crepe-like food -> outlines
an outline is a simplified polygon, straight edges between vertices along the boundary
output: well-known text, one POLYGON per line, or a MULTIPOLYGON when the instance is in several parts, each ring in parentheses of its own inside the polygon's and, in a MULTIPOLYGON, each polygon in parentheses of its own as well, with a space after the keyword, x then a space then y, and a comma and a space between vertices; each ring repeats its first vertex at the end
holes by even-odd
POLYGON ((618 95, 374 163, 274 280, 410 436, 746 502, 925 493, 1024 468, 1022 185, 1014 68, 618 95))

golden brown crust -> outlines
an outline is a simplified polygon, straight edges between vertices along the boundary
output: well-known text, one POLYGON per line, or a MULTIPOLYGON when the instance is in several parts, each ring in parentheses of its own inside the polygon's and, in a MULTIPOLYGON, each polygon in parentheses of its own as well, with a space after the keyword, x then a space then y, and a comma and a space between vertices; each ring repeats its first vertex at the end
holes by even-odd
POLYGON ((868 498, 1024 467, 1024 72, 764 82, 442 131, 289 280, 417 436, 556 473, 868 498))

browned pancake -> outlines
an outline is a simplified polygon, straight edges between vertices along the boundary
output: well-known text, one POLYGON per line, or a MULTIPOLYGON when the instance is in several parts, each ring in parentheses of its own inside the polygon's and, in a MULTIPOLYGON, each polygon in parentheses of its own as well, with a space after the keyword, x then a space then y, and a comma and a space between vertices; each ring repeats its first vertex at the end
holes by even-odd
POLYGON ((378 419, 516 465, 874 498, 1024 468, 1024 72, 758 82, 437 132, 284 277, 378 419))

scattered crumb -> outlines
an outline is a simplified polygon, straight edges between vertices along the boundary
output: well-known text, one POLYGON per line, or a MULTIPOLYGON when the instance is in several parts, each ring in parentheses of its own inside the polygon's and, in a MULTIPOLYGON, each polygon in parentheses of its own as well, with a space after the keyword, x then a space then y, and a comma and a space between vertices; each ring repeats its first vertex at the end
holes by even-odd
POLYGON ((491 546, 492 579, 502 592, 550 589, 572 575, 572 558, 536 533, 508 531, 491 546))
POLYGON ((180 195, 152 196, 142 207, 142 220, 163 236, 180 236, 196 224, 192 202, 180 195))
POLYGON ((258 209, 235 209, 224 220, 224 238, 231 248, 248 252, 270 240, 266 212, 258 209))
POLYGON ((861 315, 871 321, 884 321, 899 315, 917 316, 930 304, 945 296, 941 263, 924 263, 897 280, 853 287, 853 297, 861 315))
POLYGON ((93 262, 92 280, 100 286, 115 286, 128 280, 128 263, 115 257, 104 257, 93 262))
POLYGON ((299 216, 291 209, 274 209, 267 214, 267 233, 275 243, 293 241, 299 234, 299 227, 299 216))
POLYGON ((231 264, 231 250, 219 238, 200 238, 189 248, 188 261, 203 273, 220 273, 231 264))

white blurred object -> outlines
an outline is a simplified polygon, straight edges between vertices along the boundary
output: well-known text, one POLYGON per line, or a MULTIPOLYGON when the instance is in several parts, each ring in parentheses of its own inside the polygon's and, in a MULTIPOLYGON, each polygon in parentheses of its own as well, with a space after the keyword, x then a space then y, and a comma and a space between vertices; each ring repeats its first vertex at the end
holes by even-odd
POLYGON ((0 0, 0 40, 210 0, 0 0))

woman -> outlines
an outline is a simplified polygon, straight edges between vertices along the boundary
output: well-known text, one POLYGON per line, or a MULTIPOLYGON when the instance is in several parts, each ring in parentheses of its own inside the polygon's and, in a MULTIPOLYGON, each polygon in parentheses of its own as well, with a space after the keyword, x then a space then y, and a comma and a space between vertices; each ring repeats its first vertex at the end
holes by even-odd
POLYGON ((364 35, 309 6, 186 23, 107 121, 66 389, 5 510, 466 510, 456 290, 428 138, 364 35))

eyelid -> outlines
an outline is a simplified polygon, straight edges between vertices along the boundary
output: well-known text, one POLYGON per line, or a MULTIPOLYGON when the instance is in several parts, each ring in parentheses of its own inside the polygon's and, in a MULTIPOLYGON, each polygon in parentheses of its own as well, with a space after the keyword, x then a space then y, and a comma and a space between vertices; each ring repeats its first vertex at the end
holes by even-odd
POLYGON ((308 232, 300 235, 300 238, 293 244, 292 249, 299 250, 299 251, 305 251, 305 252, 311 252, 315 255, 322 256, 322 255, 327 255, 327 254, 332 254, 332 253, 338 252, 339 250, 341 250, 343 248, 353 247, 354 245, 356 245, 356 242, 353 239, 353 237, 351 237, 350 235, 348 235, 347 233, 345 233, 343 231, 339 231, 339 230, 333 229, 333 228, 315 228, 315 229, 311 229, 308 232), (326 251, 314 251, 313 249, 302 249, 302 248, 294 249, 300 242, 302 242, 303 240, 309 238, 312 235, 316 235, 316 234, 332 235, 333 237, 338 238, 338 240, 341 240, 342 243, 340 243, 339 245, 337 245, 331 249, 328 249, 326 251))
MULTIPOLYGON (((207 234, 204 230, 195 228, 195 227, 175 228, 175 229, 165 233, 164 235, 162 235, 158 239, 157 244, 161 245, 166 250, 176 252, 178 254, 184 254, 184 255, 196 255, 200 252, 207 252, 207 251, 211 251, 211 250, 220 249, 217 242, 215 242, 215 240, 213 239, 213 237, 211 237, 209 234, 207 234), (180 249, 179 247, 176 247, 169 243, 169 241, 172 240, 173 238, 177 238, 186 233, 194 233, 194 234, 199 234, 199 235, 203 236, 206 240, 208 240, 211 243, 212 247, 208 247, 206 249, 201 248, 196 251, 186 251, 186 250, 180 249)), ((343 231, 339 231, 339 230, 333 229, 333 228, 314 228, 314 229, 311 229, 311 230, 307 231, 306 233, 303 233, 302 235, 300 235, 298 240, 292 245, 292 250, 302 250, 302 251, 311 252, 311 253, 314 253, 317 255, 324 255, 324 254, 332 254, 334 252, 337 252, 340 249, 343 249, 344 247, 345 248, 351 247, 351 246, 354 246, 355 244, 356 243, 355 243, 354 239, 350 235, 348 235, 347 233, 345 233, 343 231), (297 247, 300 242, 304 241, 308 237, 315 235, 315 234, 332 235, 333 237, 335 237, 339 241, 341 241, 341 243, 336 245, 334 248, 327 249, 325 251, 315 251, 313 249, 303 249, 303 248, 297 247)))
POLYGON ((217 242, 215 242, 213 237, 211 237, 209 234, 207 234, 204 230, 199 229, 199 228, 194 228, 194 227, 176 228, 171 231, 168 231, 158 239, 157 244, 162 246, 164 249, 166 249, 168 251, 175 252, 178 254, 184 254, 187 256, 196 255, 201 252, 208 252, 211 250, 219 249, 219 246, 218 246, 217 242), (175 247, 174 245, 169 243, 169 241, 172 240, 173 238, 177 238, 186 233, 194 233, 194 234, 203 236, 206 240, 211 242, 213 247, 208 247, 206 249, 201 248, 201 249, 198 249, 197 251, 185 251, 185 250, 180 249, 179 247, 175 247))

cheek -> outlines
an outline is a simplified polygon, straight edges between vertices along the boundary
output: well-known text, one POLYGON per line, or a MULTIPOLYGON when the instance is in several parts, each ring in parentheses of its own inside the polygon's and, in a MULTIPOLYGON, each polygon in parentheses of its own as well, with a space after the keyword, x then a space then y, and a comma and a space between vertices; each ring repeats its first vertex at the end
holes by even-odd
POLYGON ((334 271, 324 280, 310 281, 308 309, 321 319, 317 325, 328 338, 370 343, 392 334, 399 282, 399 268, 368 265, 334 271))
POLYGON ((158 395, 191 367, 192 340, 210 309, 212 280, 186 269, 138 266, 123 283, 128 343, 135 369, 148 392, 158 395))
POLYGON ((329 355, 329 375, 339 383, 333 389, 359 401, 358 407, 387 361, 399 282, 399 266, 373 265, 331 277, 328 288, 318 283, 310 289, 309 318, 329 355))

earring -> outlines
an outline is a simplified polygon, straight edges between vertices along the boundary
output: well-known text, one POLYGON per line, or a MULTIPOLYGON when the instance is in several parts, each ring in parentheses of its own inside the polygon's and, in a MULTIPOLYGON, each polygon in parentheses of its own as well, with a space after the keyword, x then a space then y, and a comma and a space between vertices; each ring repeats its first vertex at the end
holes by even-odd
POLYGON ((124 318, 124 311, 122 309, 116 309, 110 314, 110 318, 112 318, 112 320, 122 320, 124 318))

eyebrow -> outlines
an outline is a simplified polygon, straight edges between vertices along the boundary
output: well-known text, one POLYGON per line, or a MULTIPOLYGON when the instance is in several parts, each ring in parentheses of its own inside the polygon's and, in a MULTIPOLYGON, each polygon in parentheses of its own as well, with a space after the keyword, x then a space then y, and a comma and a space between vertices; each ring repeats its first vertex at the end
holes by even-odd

****************************************

# What is being asked
Go through the material above, and wherever a line contains the string "outlines", return it.

# Answer box
crepe-like food -> outlines
golden brown crust -> outlines
browned pancake -> outlines
scattered crumb -> outlines
white blurred object -> outlines
woman -> outlines
eyelid -> outlines
cheek -> outlines
earring -> outlines
eyebrow -> outlines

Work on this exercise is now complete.